*Written instruction:* Copy the writing feedback on the Charlie Brown post below word for word, from start to finish.

*Text to read:*

________

Thank you, madewithrealginger, for being the second to publish. I appreciate the opportunity to offer feedback your classmates might read before the deadline (which is fast approaching). If you read my Reply to Moneytrees, you know I can lay on the commentary pretty thick. Let’s see what happens when I read your post.
Paragraph 1. You compare young adventurous Charlie Brown with the satirically depressed, middle aged Charlie. Why, madewithrealginger? We remember Charlie. This version is different. The new version is paired with words and used as a header. Did you want to tell us something about that?
Your perfectly reasonable response will probably be: It’s an introduction. I am telling readers what they need to know to understand the point I will make in P2. That’s fair. But it’s not necessary, not advisable, to waste your first paragraph (roughly half of your post) “warming up.”
Here are alternatives that probably don’t represent your thinking, but which engage readers in an exchange of ideas using the same subject matter:
1. Lovable Charlie Brown, the adventurous boy from the Peanuts cartoons, seems a very unlikely symbol for an international “free speech” movement. OR:
2. The slovenly, depressed, middle-aged Charlie Brown cartoon the graphic uses to portray the Je Suis Charlie movement makes us wonder what sort of speech we want to be free to speak. OR:
3. The warped Charlie Brown in the blog header reminds us that not all speech is pleasant, and not all cartoons are meant to amuse.
As I say, I’m not trying to suggest a viewpoint to you. Instead, I’m suggesting that you can and should start, develop, and conclude all your writing with a series of compelling ideas, right from the start.
Paragraph 2. You’re right, madewithrealginger, the pairing spurs thinking. But, about what? “Meanings and relationships” are not ideas; they’re just categories of language. If you don’t suggest a single meaning or relationship, you’re leaving all the work to your readers. I promise you, they won’t help. They want your guidance. Instead, you have continued your introduction another sentence into your text.

________

*Given data:*

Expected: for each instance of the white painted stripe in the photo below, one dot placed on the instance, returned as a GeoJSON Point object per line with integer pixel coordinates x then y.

________

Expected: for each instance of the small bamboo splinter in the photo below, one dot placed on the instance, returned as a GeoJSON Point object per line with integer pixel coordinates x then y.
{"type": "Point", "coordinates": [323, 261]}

________

*Correct result:*
Thank you, madewithrealginger, for being the second to publish. I appreciate the opportunity to offer feedback your classmates might read before the deadline (which is fast approaching). If you read my Reply to Moneytrees, you know I can lay on the commentary pretty thick. Let’s see what happens when I read your post.
Paragraph 1. You compare young adventurous Charlie Brown with the satirically depressed, middle aged Charlie. Why, madewithrealginger? We remember Charlie. This version is different. The new version is paired with words and used as a header. Did you want to tell us something about that?
Your perfectly reasonable response will probably be: It’s an introduction. I am telling readers what they need to know to understand the point I will make in P2. That’s fair. But it’s not necessary, not advisable, to waste your first paragraph (roughly half of your post) “warming up.”
Here are alternatives that probably don’t represent your thinking, but which engage readers in an exchange of ideas using the same subject matter:
1. Lovable Charlie Brown, the adventurous boy from the Peanuts cartoons, seems a very unlikely symbol for an international “free speech” movement. OR:
2. The slovenly, depressed, middle-aged Charlie Brown cartoon the graphic uses to portray the Je Suis Charlie movement makes us wonder what sort of speech we want to be free to speak. OR:
3. The warped Charlie Brown in the blog header reminds us that not all speech is pleasant, and not all cartoons are meant to amuse.
As I say, I’m not trying to suggest a viewpoint to you. Instead, I’m suggesting that you can and should start, develop, and conclude all your writing with a series of compelling ideas, right from the start.
Paragraph 2. You’re right, madewithrealginger, the pairing spurs thinking. But, about what? “Meanings and relationships” are not ideas; they’re just categories of language. If you don’t suggest a single meaning or relationship, you’re leaving all the work to your readers. I promise you, they won’t help. They want your guidance. Instead, you have continued your introduction another sentence into your text.